== Text segment

World.plan(goal_spec=..., provider="mock")
|
|-- parse goal_spec or goal_json into StructuredGoal
|-- resolve scene object selectors
|-- create one or more WorldForge Action objects
|-- for each action:
| provider.predict(simulated_state, action, steps=1)
| validate PredictionPayload
| append predicted state and physics score
|
`-- return Plan(
planning_mode="predict",
actions=[...],
predicted_states=[...],
success_probability=heuristic average of physics scores
)
Mermaid sequence:
sequenceDiagram
participant App as Host app
participant World
participant Provider
participant Plan
App->>World: plan(goal_spec, provider)
World->>World: normalize StructuredGoal
loop per action
World->>Provider: predict(snapshot, action, steps=1)
Provider-->>World: PredictionPayload
World->>World: validate and collect predicted state
end
World-->>Plan: Plan(planning_mode="predict")
Plan-->>App: actions + predicted_states
Score-Based Planning Pipeline¶
Score-based planning is the LeWorldModel-shaped path. It keeps WorldForge-native actions separate from optional model-native scorer payloads.
Host owns task preprocessing
|
|-- score_info
| |-- pixels task-shaped observation history
| |-- goal task-shaped goal observation
| `-- action task-shaped action history
|
|-- score_action_candidates (optional)
| |-- omitted: WorldForge serializes candidate_actions with Action.to_dict()
| `-- provided: tensor or nested numeric array shaped for the score provider
|
`-- candidate_actions
`-- WorldForge Action sequences, one sequence per scored candidate
World.plan(..., provider="leworldmodel", execution_provider="mock")
|
|-- require provider.capabilities.score
|-- call provider.score_actions(info, action_candidates)
|-- receive ActionScoreResult(scores, best_index, lower_is_better=True)
|-- choose candidate_actions[best_index]
|-- return Plan(planning_mode="score", predicted_states=[])
World.execute_plan(plan)
|
|-- choose execution_provider from explicit arg or plan metadata
|-- require execution provider supports predict
`-- apply selected WorldForge actions through predict(...)
The separation is intentional:
- LeWorldModel ranks action tensors in its own task space.
- WorldForge stores and executes
Actionobjects in its own public API. - The host supplies the mapping between those two spaces because task preprocessing is model- and checkpoint-specific.
- A score provider is allowed to be a planner without being a predictor, generator, or reasoner.
sequenceDiagram
participant Host
participant World
participant LeWM as LeWorldModelProvider
participant Exec as Execution Provider
Host->>World: plan(provider="leworldmodel", candidate_actions, score_info, score_action_candidates)

====
== Data listing

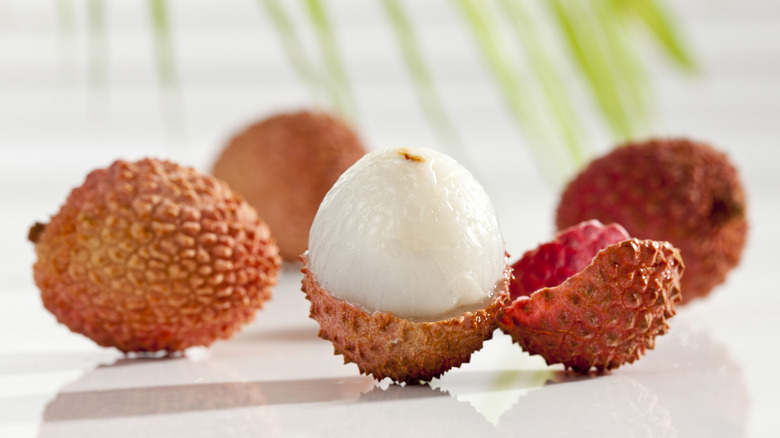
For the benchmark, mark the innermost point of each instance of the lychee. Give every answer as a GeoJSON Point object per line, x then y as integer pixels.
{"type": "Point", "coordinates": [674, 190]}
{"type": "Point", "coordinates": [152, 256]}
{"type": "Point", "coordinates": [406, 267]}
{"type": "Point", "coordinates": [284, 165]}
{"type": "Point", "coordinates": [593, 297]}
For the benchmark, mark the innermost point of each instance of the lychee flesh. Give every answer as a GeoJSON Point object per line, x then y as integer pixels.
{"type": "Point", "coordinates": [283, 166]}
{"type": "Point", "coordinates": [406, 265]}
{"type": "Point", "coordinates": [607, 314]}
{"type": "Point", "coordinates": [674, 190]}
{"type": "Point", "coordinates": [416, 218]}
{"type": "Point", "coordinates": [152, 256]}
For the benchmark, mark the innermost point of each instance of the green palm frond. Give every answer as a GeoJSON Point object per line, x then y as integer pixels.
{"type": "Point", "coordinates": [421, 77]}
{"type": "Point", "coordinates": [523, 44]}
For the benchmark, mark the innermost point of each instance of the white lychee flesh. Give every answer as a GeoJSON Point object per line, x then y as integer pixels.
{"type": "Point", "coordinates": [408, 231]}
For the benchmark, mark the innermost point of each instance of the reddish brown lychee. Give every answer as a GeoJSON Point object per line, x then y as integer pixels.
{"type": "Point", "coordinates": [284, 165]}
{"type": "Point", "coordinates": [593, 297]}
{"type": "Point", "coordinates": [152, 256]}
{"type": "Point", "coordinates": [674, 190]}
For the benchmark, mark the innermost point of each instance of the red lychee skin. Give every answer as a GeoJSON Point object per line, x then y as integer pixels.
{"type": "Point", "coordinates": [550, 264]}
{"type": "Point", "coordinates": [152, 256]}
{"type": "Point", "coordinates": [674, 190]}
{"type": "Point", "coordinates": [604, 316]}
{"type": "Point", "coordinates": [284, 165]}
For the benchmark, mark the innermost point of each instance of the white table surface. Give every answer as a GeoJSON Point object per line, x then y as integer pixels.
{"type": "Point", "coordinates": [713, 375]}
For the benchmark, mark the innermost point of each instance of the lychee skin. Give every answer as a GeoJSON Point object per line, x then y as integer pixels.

====

### [Work instructions]
a. Answer these questions from the planning text.
(i) What value of steps is passed to provider.predict in the predict-based path?
(ii) What value of planning_mode does the Plan returned by score-based planning have?
(iii) When score_action_candidates is omitted, how does WorldForge serialize candidate_actions?
b. Reproduce the planning text between "Provider-->>World: PredictionPayload" and "model-native scorer payloads.", inclusive.
Rely only on the text for each answer.

### [Task solutions]
a.
(i) steps=1
(ii) "score"
(iii) With Action.to_dict()

b.
Provider-->>World: PredictionPayload
World->>World: validate and collect predicted state
end
World-->>Plan: Plan(planning_mode="predict")
Plan-->>App: actions + predicted_states
Score-Based Planning Pipeline¶
Score-based planning is the LeWorldModel-shaped path. It keeps WorldForge-native actions separate from optional model-native scorer payloads.